#### [SUPPLIED TEXT]
+++++

Campus Under Quarantine

In the fall of 1918, Mount Holyoke endured the deadliest flu outbreak the world had ever seen

1918 Flu at Mount Holyoke

In the weeks before students flocked to campus in the fall of 1918, a deadly strain of influenza reached the shores of Boston with a group of sailors who were docked at the Commonwealth Pier. The College opened its gates to students on September 20, and within three days, ten cases of the flu were reported. Over the next week the number of new cases reported climbed each day. Students complained of sudden high fevers, muscle and joint aches, and chills. Some developed pneumonia. The disease was highly contagious. On September 24, there were thirty-three new cases of the flu on campus. Two days later, there were thirty-one more. Over the course of just a few weeks, more than a quarter of the College’s entire student body of 864 were sickened by the worst influenza outbreak the world had ever seen. The epidemic on campus affected everything from living arrangements to student activities to beloved college traditions.

The influenza pandemic of 1918, commonly known as the Spanish Flu, ultimately resulted in death for as much as 5 percent of the world’s population, with estimates ranging from 20 million to 100 million victims in a period of less than two years. While the exact number is difficult to know for certain, experts say that more people died in the 1918 influenza epidemic than died of the bubonic plague or in World War II. One in four people was infected with Spanish Flu and, unlike with most flus that came before and after, the virus struck young adults aggressively, putting college-aged students and young faculty at particular risk. Almost half of all the influenza-related deaths in the outbreak of 1918 occurred in people between the ages of twenty and forty; as many as 8 to 10 percent of all young adults living at the time were killed by the virus.

1918-Flu-strain

Adding Sick Wards

The flu in South Hadley resulted in fewer deaths than in other communities across the country, perhaps in part due to the town’s relative geographic isolation. Still, in the first days of the semester, it became apparent that the Everett House infirmary, which was located on the site where the current Reese Psychology and Education building stands, would not be able to hold the rapidly growing population of sick students. Dr. Hooker’s House, located on Park Street, opened as an infirmary on September 25, adding forty more patient beds. At the time, the house was used as faculty housing and was known as Dr. Hooker’s House because it was built for Mount Holyoke botany professor Henrietta Hooker, class of 1873.

+++++

#### [DATA BLOCK]
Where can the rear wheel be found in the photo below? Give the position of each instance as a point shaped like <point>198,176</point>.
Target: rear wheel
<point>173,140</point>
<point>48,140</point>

+++++

Please carry on the account of the 1918 flu at Mount Holyoke, starting right after its last sentence.

Adding a second infirmary was not enough. New reports of influenza among students and faculty emerged so quickly that Brigham Hall, at the time a residence for both students and faculty, was quickly converted into a third emergency hospital. The healthy residents of Brigham were moved to other dorms, and five nurses attended to the steady stream of sick patients. In the Health Services Annual Report for 1918 a nurse wrote, “The Superintendent of Residence Halls worked early and late in the most efficient fashion, ordering many new supplies, and doing the thousand and one things incident to preparing these houses for hospitals.”

The College’s quick reaction to the epidemic, isolating ill patients and quarantining those who may have been exposed, contained the outbreak, which could have devastated the community if left unchecked. Though College records put the total number of reported cases of influenza on campus at 219, many students were not formally treated because there was no room for them in the campus infirmaries. All sick students, even those with a mere hint of a cough or a slightly stuffy nose, were discouraged from attending class. “All classes are about halved by this epidemic,” wrote physics professor Mildred Allen in a letter to her mother. A student from the class of 1920 explained the half-filled classrooms in an October issue of the Mount Holyoke News: “It is almost a habit. Classes seem incidental. If we awake in the morning, feeling unusually sleepy, we decide to stay in bed—at least some people do. We excuse ourselves and the truth is not in us.”

» Read More: Q&A with Miriam Aschkenasy ’94, deputy director for global disaster response at Massachusetts General Hospital
Miriam-Aschkenasy-'94

Photo by Leslie Jones Smyrl ’01

Miriam Aschkenasy ’94 is the deputy director for global disaster response at Massachusetts General Hospital’s Center for Global Health. When she isn’t involved in daily management duties like planning and teaching, she leads teams in disaster response—including a twenty-two-day deployment to the Philippines after Typhoon Haiyan in 2013—and continues her own clinical work as an emergency department physician.

Aschkenasy has worked with several international organizations, including Oxfam America and the World Health Organization, and has run field hospitals during acute crises and responded to cholera outbreaks in Zimbabwe and Ethiopia.

She holds a medical degree from Tel Aviv University Sackler School of Medicine and a master’s in public health from Harvard School of Public Health.

The Quarterly spoke with Aschkenasy about the 1918 flu virus and the flu today.

Alumnae Quarterly: The flu of 1918 killed an estimated 30 million to 50 million people worldwide, with some estimates even higher. Why was this flu so deadly?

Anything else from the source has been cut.